# [Work instructions]
Produce a verbatim copy of the lines from the one holding "Label a point" through the last line of the listing, and nothing else.
______________________________
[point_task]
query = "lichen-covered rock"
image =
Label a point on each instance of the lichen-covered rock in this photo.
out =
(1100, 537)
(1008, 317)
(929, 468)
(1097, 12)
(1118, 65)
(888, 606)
______________________________
# [Final answer]
Label a point on each instance of the lichen-covered rock in this photo.
out =
(1100, 537)
(1008, 317)
(929, 468)
(1097, 12)
(1118, 65)
(888, 606)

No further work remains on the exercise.